How does the body work?

Anatomical drawing of back of a person. Illustrated skeleton and some tissue.

Our bodies contain several different systems and are made up of tissues and organs. All the systems work together in a complicated way to break down foods, intake oxygen, expel waste, communicate between each other, process outside stimuli, and more.

Read a short description of what each body system does here https://www.healthline.com/human-body-maps and watch the short video below.

In particular, the cardiovascular and respiratory systems work together to get oxygen out of the atmosphere and move that oxygen to various organs and tissues. The lungs help to oxygenate the blood, the heart then pumps that blood out to the other parts of the body, and blood vessels circulate the oxygenated blood around the body, and bring carbon dioxide to the lungs to exhale.

Organic changes in the cardiovascular system can lead to heart disease – the leading cause of death for most demographic groups in the US. https://www.cdc.gov/heart-disease/about/index.html. One of the most common system-wide changes is atherosclerosis, the narrowing and hardening of arteries throughout the body. This process can lead to heart attacks, pain in the chest, strokes, and other consequences. Heart attacks (myocardial infarctions) usually happen when the blood supply and oxygen are disrupted to a part of the heart and the heat cells begin to die. This tends to happen because the coronary arteries become closed off or narrow.

Similarly, strokes happen either because of a bleed in the blood vessels in the brain, or a lack of blood and thus oxygen to a part of the brain. Both strokes and heart attacks can be fatal or survivable, depending on the size of the damaged tissue.

Another leading cause of death is cancer. Cancer is a name given to several related diseases. In general, when people have cancer, some cells in their bodies divide uncontrolled and spread to other tissues. https://www.cancer.gov/about-cancer/understanding/what-is-cancer Cancer can happen for various reasons, but commonly it happens because of genes inherited from our parents, or exposure to toxins, infectious agents, radiation and others.

Activity 1:
According to the text about how the body works, what can cause a stroke? Answer in one to three sentences.
Activity 2:
Write out the passage from the text about how the body works, from "Similarly, strokes happen" up to and including "the damaged tissue.", word for word.
The rows after this point come from a different source than the text about how the body works.

Source data:

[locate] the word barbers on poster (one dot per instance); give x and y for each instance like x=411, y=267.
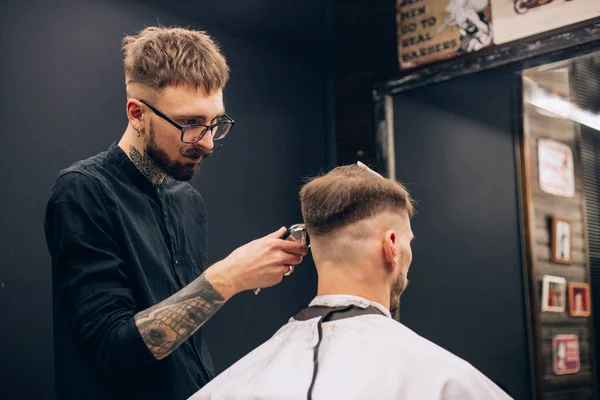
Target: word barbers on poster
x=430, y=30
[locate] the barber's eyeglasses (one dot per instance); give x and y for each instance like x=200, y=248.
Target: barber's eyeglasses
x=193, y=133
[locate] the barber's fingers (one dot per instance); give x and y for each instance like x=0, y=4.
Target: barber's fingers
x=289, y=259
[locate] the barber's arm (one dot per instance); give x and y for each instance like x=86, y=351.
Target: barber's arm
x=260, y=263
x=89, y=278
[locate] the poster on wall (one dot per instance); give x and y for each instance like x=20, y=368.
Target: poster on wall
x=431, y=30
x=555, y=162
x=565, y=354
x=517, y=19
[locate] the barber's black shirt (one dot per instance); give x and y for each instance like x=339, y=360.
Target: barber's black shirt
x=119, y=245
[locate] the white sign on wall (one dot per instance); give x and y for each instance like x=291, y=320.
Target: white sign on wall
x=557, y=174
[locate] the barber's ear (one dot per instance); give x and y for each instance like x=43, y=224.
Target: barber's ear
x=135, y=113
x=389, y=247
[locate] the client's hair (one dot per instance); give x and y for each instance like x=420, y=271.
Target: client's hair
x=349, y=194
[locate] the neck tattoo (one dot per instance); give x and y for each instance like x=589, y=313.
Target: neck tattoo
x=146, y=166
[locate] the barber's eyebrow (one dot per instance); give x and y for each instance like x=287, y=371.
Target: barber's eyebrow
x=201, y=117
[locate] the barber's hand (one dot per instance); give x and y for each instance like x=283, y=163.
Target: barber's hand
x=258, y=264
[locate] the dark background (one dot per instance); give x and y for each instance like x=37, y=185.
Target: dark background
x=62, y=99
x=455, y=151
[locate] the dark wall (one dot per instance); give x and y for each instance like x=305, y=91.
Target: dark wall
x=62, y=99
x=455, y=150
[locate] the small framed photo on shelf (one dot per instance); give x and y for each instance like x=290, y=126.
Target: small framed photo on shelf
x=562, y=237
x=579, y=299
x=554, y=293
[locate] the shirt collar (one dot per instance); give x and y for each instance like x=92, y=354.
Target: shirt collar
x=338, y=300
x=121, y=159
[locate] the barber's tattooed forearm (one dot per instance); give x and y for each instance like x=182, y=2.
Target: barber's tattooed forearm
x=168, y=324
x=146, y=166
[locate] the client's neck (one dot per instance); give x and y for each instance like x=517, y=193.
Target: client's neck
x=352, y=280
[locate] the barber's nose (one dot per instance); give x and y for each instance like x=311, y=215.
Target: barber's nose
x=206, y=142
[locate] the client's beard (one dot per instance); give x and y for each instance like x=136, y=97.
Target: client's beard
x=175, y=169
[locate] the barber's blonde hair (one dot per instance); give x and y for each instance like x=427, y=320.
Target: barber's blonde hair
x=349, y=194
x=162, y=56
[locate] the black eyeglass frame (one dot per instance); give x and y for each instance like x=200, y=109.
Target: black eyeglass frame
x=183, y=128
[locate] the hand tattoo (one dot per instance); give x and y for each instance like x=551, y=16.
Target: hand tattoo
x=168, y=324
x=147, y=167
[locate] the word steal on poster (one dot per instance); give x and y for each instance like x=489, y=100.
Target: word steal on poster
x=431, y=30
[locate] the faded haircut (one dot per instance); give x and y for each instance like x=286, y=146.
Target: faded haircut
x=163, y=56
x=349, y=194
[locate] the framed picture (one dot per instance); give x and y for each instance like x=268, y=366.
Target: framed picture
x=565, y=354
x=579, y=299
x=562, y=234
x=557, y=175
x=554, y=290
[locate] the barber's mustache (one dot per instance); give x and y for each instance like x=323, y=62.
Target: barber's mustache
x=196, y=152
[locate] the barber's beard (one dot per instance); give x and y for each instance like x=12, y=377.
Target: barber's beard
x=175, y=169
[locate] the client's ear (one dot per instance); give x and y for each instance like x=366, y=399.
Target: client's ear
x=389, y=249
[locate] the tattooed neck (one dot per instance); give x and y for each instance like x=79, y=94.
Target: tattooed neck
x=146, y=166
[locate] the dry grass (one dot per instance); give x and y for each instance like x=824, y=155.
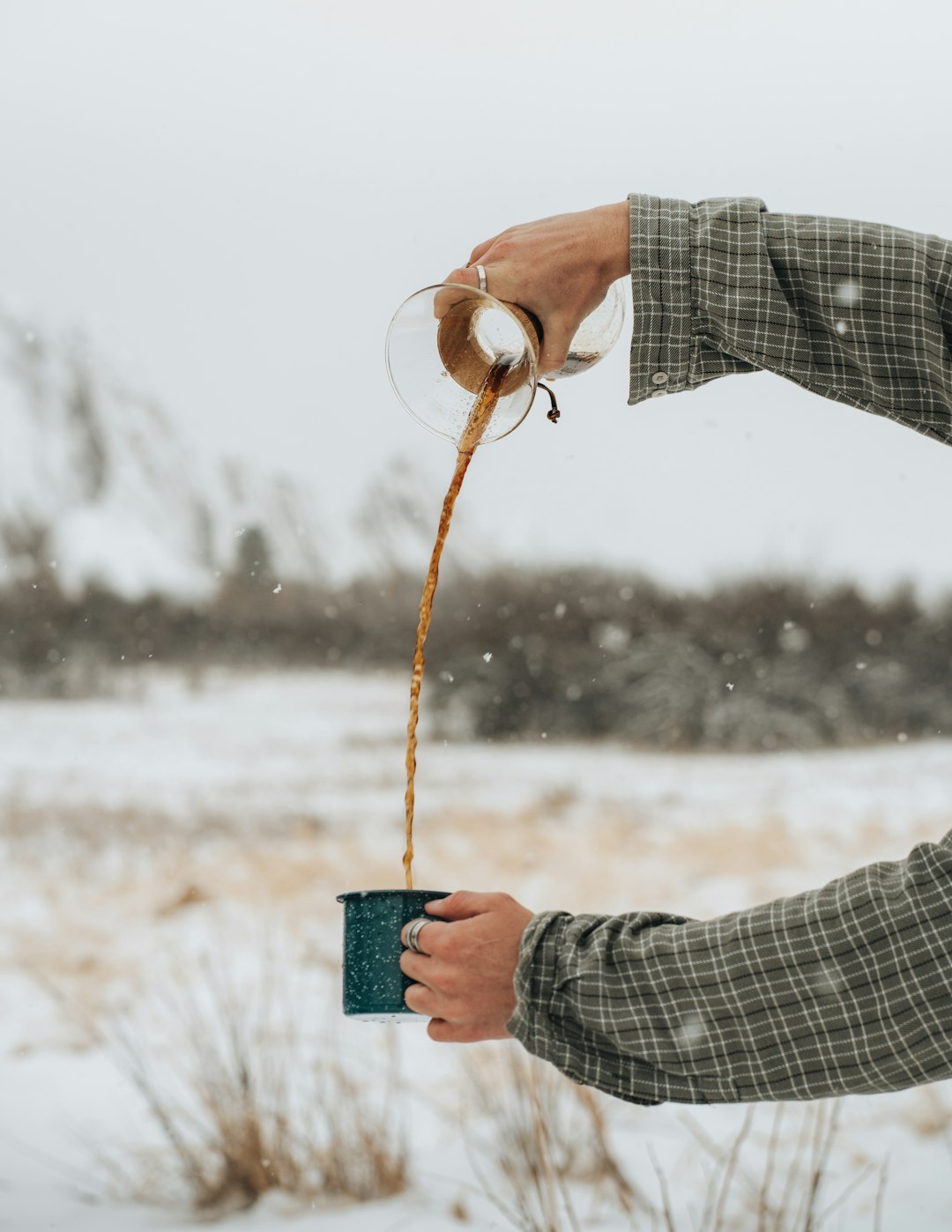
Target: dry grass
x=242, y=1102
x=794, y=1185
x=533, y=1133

Your solution 1:
A stroke happens either because of a bleed in the blood vessels in the brain or because of a lack of blood, and thus oxygen, to a part of the brain.

Your solution 2:
Similarly, strokes happen either because of a bleed in the blood vessels in the brain, or a lack of blood and thus oxygen to a part of the brain. Both strokes and heart attacks can be fatal or survivable, depending on the size of the damaged tissue.